**JOB**.
Write out each line of the material again, word for word.

**RECORDS TO PROCESS**.

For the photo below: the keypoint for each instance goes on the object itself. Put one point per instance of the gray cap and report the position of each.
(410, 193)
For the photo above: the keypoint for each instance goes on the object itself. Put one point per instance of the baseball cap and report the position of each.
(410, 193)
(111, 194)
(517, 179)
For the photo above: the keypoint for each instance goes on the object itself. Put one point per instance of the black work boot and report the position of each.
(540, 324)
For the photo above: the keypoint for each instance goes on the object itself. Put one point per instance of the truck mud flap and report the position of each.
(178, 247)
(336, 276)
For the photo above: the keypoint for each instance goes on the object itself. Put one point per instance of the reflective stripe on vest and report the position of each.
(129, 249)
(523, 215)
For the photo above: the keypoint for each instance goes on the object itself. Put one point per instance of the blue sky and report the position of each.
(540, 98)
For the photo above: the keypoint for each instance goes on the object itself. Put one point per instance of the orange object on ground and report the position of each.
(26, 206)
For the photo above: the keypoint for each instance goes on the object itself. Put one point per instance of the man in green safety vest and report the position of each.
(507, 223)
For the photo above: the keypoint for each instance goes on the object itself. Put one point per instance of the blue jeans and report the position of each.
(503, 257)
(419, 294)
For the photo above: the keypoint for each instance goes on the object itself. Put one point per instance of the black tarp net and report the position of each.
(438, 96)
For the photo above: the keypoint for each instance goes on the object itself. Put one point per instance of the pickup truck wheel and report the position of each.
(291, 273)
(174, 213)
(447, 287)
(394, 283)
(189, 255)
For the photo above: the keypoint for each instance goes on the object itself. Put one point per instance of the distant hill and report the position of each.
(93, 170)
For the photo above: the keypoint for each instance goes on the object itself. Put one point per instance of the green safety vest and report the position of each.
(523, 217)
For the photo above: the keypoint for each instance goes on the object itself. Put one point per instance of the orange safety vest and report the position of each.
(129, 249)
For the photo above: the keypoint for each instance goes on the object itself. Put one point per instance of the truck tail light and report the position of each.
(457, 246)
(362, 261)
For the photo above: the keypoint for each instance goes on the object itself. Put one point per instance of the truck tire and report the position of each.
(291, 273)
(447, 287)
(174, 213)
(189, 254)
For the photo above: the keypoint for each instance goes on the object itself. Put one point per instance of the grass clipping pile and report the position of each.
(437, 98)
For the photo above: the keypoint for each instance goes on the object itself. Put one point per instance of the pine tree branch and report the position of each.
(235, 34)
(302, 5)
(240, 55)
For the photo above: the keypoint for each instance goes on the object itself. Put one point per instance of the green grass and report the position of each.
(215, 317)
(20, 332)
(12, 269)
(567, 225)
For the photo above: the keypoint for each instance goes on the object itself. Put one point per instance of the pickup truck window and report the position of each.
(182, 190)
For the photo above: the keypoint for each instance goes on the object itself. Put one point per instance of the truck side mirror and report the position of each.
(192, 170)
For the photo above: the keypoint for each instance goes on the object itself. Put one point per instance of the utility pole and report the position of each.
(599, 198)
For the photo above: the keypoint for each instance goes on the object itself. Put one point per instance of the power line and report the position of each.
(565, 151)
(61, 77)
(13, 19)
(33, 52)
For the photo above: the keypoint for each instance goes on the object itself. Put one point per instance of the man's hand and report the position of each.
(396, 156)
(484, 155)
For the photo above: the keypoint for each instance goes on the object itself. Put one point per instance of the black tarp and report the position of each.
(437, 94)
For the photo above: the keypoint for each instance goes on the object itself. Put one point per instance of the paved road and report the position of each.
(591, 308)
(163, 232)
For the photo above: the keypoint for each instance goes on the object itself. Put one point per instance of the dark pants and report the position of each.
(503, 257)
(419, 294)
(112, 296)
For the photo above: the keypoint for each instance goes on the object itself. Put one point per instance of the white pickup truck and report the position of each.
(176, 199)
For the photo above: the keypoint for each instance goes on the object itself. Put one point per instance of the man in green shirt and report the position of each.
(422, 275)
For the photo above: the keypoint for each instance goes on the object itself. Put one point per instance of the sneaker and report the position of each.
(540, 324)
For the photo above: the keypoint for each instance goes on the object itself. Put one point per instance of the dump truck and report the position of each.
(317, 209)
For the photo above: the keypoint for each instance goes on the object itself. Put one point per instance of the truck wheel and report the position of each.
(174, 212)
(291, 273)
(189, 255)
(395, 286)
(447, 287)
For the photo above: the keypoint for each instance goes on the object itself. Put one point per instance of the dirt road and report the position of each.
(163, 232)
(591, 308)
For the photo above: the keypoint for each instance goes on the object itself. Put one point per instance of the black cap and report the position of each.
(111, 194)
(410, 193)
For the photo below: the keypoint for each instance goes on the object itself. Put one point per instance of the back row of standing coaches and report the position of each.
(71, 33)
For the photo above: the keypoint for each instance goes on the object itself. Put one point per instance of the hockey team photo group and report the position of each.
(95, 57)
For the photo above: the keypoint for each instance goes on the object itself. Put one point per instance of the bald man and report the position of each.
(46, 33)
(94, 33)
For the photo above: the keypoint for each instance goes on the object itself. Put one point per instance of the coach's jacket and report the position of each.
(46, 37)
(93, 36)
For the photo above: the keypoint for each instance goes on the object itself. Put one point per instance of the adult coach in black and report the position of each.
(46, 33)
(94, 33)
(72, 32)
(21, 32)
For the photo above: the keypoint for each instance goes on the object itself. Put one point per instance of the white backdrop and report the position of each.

**EXPECTED ANSWER**.
For the photo below: the keypoint for each instance goes on the object itself. Put one point per instance of the gray cap and report the position of each.
(410, 193)
For the photo above: the keypoint for each instance goes on the object itself. Put one point per instance of the baseball cap and report the position of each.
(410, 193)
(111, 194)
(517, 179)
For the photo above: the keypoint for each instance goes on the object itself. Put one point per instance of the black work boot and report the position of each.
(540, 324)
For the photo above: the keypoint for each instance goes on the object itself. Put one point per instance of the truck mud flap and report the position of each.
(178, 247)
(336, 276)
For the photo above: the keypoint for each instance goes on the object itself. Put one point per instance of the reflective stripe on vest and report the position of each.
(129, 249)
(523, 215)
For the photo above: the keypoint for each instance goes on the object itself. Put one point per instance of the blue sky and report the position of each.
(540, 98)
For the photo above: the keypoint for each instance goes on the object itself. Put one point per instance of the orange object on ground and report the position of each.
(26, 206)
For the photo above: the keypoint for each instance goes on the object itself. Put one point per instance of the man in green safety vest and report the position of each.
(507, 223)
For the photo above: the keypoint for each instance goes on the object itself. Put one point per instance of the blue jeans and report the position of each.
(503, 257)
(419, 294)
For the photo above: the keypoint for each instance goes on the object itself. Put one point per instance of the black tarp net and report the position of each.
(438, 96)
For the photo above: the keypoint for each instance goes on the object itself. Put one point per instance of the pickup truck wheel and report the position of each.
(291, 273)
(174, 213)
(447, 287)
(394, 283)
(189, 255)
For the photo above: the keypoint for each instance goes on the object itself. Put one point per instance of the distant hill and report the position of each.
(93, 170)
For the photo above: the keypoint for each instance goes on the object itself. Put one point per instance of the green safety vest and report the position of each.
(523, 217)
For the photo above: the keypoint for each instance goes on the object itself. Put one point per instance of the orange safety vest and report the position of each.
(129, 249)
For the photo above: the keypoint for each instance goes on the object itself. Put one point per instance of the truck tail light and report the position of each.
(457, 246)
(362, 261)
For the photo above: the keypoint for each instance goes on the object itself. Put one point per instance of the truck tire and report the position of each.
(291, 273)
(447, 287)
(174, 213)
(189, 254)
For the photo above: the keypoint for each instance goes on the object itself. Put one point per instance of the grass clipping pile and report the position of each.
(437, 98)
For the photo above: the keypoint for each instance goes on the object itself. Put one point per instance of the pine tree branch and report the position of each.
(235, 34)
(302, 5)
(240, 55)
For the photo above: the keypoint for each instance goes on the object itself. Put one point per instance of the green grass and report the position of each.
(215, 317)
(20, 332)
(12, 269)
(567, 225)
For the photo above: the keypoint for each instance goes on the object itself. Put one point per instance of the pickup truck window and report the position of each.
(182, 190)
For the photo above: the keypoint for each instance goes on the object itself. Put one point per instance of the truck side mirror and report the position of each.
(192, 170)
For the photo above: the keypoint for each instance goes on the object itself. Put one point per instance of the utility pole and report the position of each.
(599, 198)
For the photo above: the keypoint for each instance goes on the object itself. Put one point per instance of the power line and report the position of each.
(565, 151)
(61, 77)
(13, 19)
(33, 52)
For the photo above: the keypoint for each instance goes on the object itself. Put one point per instance of the man's hand and report the position of each.
(396, 156)
(484, 155)
For the photo above: the keypoint for each instance goes on the object itself. Put one point per instance of the black tarp and report the position of each.
(437, 94)
For the photo above: the keypoint for each instance goes on the object itself. Put one point per instance of the paved road and report the position of each.
(591, 308)
(163, 232)
For the photo above: the keypoint for each instance goes on the object itself. Put one point per instance of the dark pants and report the position of each.
(503, 257)
(419, 294)
(112, 296)
For the photo above: the keypoint for each instance goes on the object itself. Put one point per instance of the white pickup truck and report the position of each.
(176, 199)
For the photo above: the keypoint for each instance goes on the object itself. Put one point per instance of the man in green shirt and report the position of each.
(422, 275)
For the photo above: the keypoint for each instance goes on the object itself. Put one point per instance of the sneaker and report the position of each.
(540, 324)
For the photo above: the keypoint for each instance goes on the object itself. Put one point per instance of the dump truck and report the position of each.
(317, 209)
For the photo above: the keypoint for each instance goes on the object itself. Put one point per instance of the truck wheel and report the position of each.
(174, 212)
(291, 273)
(189, 255)
(395, 286)
(447, 287)
For the photo above: the keypoint for each instance goes on the object itself. Put one point per instance of the dirt road and report the position of each.
(163, 232)
(591, 308)
For the photo above: the keypoint for each instance goes on the object itself. Put one point per instance of the black cap and report the position of each.
(111, 194)
(410, 193)
For the photo below: the keypoint for each instance goes on the object itself. Put one point per instance of the back row of standing coaches and report the position of each.
(71, 33)
For the photo above: the keypoint for each instance goes on the object itself. Put one point per instance of the hockey team photo group and report the position of each.
(95, 57)
For the photo above: the keypoint for each instance goes on the object itself. Put one point per instance of the bald man and report the position of each.
(46, 33)
(94, 33)
For the photo above: the keypoint for each instance goes on the object itself. Put one point per instance of the coach's jacket and report the position of each.
(46, 37)
(93, 36)
For the photo above: the keypoint for each instance goes on the object itself. Put one point per instance of the adult coach in black and report the position of each.
(46, 33)
(94, 33)
(72, 32)
(21, 32)
For the photo above: the keypoint for each instance goes on the object itself. Put one point per instance of the white backdrop and report the position of each.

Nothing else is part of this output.